Exercise instructions ->
**a)** Using the article on ChatGPT teen safety, state for each statement whether the text agrees with it: (i) OpenAI named the regulators that drove its decision; (ii) the features for flagging conversations that suggest distress are part of the official release; (iii) ChatGPT had some basic safety blocks before this update. Answer yes or no for each, quoting the words of the text that decide it.
**b)** From the article on ChatGPT teen safety, extract verbatim the part that begins with the words containing "OpenAI has rolled" and ends with "handle younger audiences.".

Source passage ->
OpenAI Adds Safety Features for Teen ChatGPT Users Amid Regulatory Pressure

OpenAI has rolled out enhanced safety measures for teenage users of ChatGPT, the company said Tuesday, a move that lands squarely in the crosshairs of growing regulatory scrutiny over how AI tools handle younger audiences.

Why the changes came now

The update is a direct response to mounting pressure from regulators worldwide. Lawmakers in several countries have been pushing for tighter guardrails on generative AI products, especially when minors are involved. OpenAI didn't specify which regulators or jurisdictions drove the decision, but the company acknowledged the broader environment is shifting.

Governments in Europe and the United States have been drafting rules that would require AI companies to implement age-appropriate content filters, data privacy protections, and transparency about how their models interact with underage users. The new measures are meant to address those concerns before they become legal mandates.

What's in the update

OpenAI said the enhancements cover a range of safety features but did not detail every change. The company described the improvements as tools that give teenage users more control over their experience and better filters for inappropriate content.

ChatGPT already had some basic safety blocks, but the new upgrade adds stricter boundaries on what the model can generate for users under 18. The company also said it's testing ways to flag conversations that might suggest a user is in distress, though those features are not yet part of the official release.

[Dataset entries]
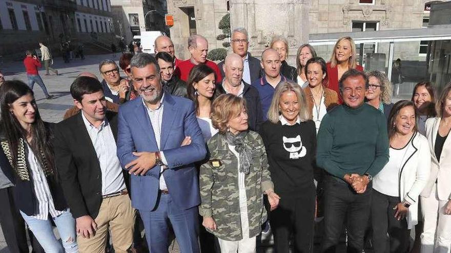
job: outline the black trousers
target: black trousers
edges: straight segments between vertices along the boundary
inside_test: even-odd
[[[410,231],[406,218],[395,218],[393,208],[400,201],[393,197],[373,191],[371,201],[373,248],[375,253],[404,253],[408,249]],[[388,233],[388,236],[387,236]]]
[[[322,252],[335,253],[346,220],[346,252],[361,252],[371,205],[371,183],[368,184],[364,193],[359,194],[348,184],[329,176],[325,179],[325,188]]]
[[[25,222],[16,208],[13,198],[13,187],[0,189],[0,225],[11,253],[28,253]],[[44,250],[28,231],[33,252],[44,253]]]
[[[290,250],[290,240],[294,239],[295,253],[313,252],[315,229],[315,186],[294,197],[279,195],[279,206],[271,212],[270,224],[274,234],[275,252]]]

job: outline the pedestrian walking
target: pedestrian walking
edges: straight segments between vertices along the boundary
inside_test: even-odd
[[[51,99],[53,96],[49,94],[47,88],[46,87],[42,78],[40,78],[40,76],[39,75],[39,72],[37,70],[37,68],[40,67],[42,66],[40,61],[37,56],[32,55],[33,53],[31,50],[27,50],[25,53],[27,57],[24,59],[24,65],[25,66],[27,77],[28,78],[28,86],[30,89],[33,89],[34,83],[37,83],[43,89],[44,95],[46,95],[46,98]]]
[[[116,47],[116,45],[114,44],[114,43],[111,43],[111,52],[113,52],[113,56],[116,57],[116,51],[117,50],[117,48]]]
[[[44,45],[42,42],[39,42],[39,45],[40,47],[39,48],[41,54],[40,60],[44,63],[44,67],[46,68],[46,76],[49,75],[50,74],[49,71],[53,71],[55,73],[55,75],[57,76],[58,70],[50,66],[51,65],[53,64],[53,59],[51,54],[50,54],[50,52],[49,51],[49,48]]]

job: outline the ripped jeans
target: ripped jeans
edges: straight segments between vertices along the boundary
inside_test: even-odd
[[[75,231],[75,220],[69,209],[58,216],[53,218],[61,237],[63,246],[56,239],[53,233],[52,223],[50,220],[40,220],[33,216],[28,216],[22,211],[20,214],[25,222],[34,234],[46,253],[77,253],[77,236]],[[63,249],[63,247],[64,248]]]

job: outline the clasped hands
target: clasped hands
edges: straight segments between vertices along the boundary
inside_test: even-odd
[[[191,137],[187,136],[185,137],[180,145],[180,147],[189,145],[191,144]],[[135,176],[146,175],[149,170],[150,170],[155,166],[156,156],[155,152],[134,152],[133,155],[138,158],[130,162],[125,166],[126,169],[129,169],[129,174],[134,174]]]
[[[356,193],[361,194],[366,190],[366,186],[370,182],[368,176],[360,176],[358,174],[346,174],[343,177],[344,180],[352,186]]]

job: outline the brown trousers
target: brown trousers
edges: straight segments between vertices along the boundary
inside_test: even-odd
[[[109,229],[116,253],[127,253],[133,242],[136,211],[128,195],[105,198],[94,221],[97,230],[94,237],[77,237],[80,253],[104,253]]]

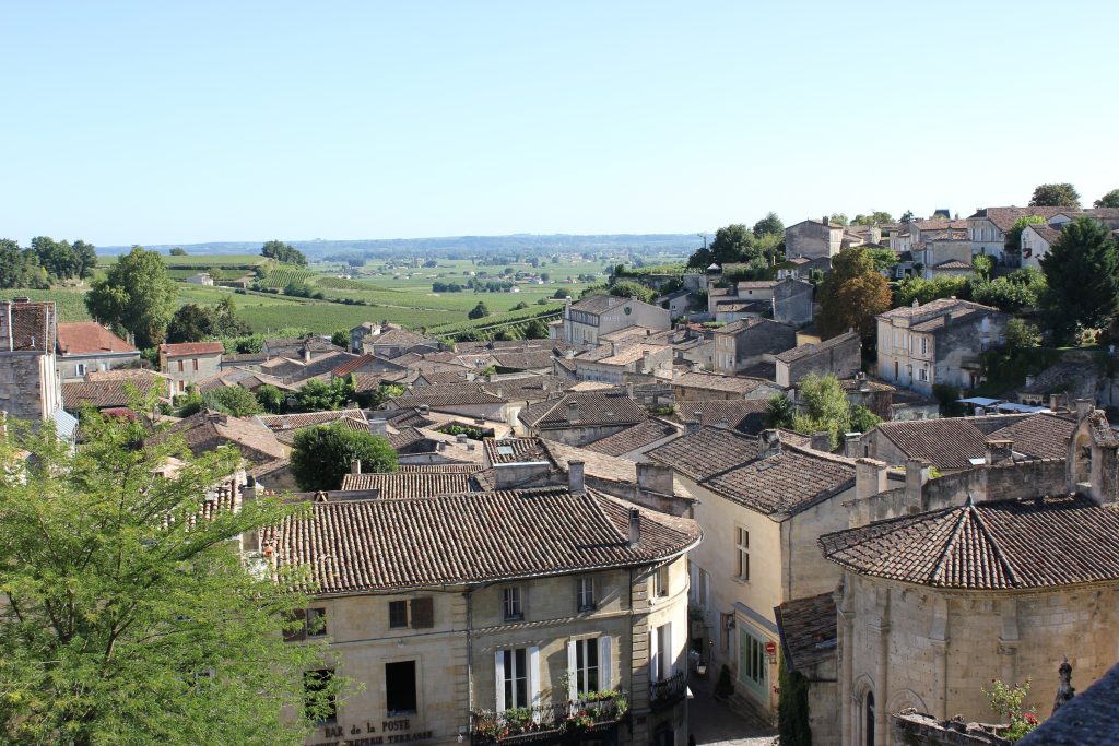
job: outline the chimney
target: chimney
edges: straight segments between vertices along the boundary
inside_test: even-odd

Responses by task ->
**a)**
(i) No: "OpenAI didn't specify which regulators or jurisdictions drove the decision"
(ii) No: "though those features are not yet part of the official release"
(iii) Yes: "ChatGPT already had some basic safety blocks"

**b)**
OpenAI has rolled out enhanced safety measures for teenage users of ChatGPT, the company said Tuesday, a move that lands squarely in the crosshairs of growing regulatory scrutiny over how AI tools handle younger audiences.